> WHAT NEEDS TO BE DONE: Lines from the beginning of the entries up to and including the one with "bbox: riverside bush" must be duplicated word for word; leave out all others.

══ RECORDS SUPPLIED

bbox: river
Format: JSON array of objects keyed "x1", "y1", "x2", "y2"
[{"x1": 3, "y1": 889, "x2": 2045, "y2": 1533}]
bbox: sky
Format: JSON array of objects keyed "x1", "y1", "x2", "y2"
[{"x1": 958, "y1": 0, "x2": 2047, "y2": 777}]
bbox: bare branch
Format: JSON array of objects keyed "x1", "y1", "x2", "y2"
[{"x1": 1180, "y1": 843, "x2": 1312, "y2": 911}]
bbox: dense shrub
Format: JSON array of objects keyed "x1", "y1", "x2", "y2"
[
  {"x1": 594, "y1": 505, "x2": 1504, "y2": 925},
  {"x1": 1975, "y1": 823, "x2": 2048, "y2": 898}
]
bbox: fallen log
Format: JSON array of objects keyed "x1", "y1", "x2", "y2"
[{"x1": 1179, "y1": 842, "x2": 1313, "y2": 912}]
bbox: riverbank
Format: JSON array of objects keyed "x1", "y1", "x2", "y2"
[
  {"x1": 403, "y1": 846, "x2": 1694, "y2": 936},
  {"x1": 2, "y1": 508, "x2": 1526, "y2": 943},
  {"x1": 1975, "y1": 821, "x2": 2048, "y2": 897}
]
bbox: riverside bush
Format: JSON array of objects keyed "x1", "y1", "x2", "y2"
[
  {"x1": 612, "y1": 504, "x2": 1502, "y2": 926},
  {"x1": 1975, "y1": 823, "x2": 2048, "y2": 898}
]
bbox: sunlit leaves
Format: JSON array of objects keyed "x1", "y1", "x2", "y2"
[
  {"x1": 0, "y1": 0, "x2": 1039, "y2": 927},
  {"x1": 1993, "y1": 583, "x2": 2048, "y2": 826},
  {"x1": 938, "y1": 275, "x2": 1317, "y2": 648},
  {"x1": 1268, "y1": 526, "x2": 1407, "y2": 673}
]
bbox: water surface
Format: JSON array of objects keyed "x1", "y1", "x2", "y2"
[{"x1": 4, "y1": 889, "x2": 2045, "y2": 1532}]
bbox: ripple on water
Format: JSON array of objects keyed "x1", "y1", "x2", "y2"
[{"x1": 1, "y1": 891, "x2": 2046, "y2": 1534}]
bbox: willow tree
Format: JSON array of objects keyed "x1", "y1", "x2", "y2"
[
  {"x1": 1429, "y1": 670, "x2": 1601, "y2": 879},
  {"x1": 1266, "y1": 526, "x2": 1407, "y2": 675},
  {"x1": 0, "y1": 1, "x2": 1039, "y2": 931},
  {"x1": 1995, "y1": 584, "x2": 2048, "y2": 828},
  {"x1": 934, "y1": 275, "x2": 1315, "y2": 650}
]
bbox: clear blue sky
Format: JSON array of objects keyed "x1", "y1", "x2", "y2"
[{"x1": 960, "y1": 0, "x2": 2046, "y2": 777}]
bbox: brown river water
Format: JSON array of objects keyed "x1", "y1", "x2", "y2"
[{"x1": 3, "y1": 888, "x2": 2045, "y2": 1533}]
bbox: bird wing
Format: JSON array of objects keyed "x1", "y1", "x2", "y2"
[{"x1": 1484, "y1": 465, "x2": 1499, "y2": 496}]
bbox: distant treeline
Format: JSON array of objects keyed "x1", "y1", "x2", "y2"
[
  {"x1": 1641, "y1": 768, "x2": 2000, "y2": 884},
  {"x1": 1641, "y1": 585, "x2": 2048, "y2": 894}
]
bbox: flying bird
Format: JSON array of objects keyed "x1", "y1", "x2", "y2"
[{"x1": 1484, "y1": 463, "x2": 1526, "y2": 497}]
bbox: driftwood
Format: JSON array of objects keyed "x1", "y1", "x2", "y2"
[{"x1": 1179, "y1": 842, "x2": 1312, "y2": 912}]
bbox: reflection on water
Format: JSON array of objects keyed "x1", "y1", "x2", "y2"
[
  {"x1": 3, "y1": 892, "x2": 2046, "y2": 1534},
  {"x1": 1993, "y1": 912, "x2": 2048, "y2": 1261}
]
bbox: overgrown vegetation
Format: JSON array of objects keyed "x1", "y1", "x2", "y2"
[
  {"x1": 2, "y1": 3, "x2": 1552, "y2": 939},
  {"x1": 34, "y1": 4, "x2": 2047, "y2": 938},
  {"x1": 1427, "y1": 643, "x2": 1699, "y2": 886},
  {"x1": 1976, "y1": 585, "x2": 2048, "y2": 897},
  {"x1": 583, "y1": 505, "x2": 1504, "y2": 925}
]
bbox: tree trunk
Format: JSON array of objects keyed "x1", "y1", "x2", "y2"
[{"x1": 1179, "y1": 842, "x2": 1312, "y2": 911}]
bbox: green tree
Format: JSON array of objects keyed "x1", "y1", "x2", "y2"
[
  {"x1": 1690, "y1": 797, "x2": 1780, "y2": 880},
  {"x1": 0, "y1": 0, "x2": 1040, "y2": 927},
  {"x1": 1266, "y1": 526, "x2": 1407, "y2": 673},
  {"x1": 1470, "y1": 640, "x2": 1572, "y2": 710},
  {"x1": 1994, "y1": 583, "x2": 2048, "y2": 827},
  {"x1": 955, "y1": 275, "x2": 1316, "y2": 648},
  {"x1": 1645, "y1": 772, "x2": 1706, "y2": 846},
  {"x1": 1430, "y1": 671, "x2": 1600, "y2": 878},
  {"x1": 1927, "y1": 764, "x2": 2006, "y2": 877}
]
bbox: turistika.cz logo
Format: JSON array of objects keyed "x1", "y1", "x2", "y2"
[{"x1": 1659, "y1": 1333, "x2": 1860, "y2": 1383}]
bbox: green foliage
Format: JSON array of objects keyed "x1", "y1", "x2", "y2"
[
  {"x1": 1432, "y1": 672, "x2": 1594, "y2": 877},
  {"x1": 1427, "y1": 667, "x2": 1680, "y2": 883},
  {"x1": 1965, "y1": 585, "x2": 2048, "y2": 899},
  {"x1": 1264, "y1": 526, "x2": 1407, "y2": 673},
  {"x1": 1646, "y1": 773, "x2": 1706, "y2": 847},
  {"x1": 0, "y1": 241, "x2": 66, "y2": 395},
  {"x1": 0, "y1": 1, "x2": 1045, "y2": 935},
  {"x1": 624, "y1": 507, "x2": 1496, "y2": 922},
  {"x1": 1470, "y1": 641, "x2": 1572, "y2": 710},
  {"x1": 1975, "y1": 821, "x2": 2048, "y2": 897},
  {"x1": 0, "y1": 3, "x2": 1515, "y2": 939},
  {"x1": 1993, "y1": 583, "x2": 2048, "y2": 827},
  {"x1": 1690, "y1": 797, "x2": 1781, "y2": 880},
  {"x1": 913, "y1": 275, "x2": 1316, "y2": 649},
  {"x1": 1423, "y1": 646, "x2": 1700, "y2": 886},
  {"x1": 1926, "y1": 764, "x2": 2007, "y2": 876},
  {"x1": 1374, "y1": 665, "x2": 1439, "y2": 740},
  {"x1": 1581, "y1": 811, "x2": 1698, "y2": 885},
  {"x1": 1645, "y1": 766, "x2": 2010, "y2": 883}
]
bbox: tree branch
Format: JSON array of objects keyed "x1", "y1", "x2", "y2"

════

> OUTPUT OF THE EXERCISE:
bbox: river
Format: JSON array of objects keyed "x1", "y1", "x2", "y2"
[{"x1": 3, "y1": 889, "x2": 2045, "y2": 1533}]
bbox: sky
Format: JSON array of objects keyed "x1", "y1", "x2", "y2"
[{"x1": 958, "y1": 0, "x2": 2047, "y2": 777}]
bbox: bare branch
Format: JSON array of objects keyed "x1", "y1", "x2", "y2"
[{"x1": 1180, "y1": 843, "x2": 1312, "y2": 911}]
bbox: dense shrub
Format: JSON array of objects keyed "x1", "y1", "x2", "y2"
[
  {"x1": 594, "y1": 505, "x2": 1504, "y2": 925},
  {"x1": 1975, "y1": 823, "x2": 2048, "y2": 898}
]
bbox: fallen log
Format: JSON array of objects keyed "x1", "y1", "x2", "y2"
[{"x1": 1179, "y1": 842, "x2": 1313, "y2": 912}]
bbox: riverbank
Format: JSON array of objects keyed "x1", "y1", "x2", "y2"
[
  {"x1": 403, "y1": 846, "x2": 1694, "y2": 936},
  {"x1": 2, "y1": 508, "x2": 1526, "y2": 943},
  {"x1": 1975, "y1": 821, "x2": 2048, "y2": 897}
]
bbox: riverside bush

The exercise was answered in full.